Update the items below, replacing "metal fence" with "wooden fence" and leaving everything else unchanged.

• **Dataset content**
*****

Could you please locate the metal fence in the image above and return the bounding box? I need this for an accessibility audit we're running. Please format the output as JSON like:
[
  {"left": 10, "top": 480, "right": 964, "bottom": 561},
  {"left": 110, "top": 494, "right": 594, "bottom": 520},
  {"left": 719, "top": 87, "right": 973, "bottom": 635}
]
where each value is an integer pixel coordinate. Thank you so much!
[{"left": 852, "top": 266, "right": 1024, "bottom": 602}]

*****

• **Output for this exercise**
Could you please locate the wooden fence in the image above and return the bounding box? I need this for an accessibility audit we're running. Please format the output as JSON like:
[
  {"left": 10, "top": 480, "right": 964, "bottom": 561},
  {"left": 110, "top": 494, "right": 594, "bottom": 520},
  {"left": 719, "top": 87, "right": 973, "bottom": 635}
]
where each value is an integer pixel coordinate. Thank you so much!
[{"left": 852, "top": 266, "right": 1024, "bottom": 602}]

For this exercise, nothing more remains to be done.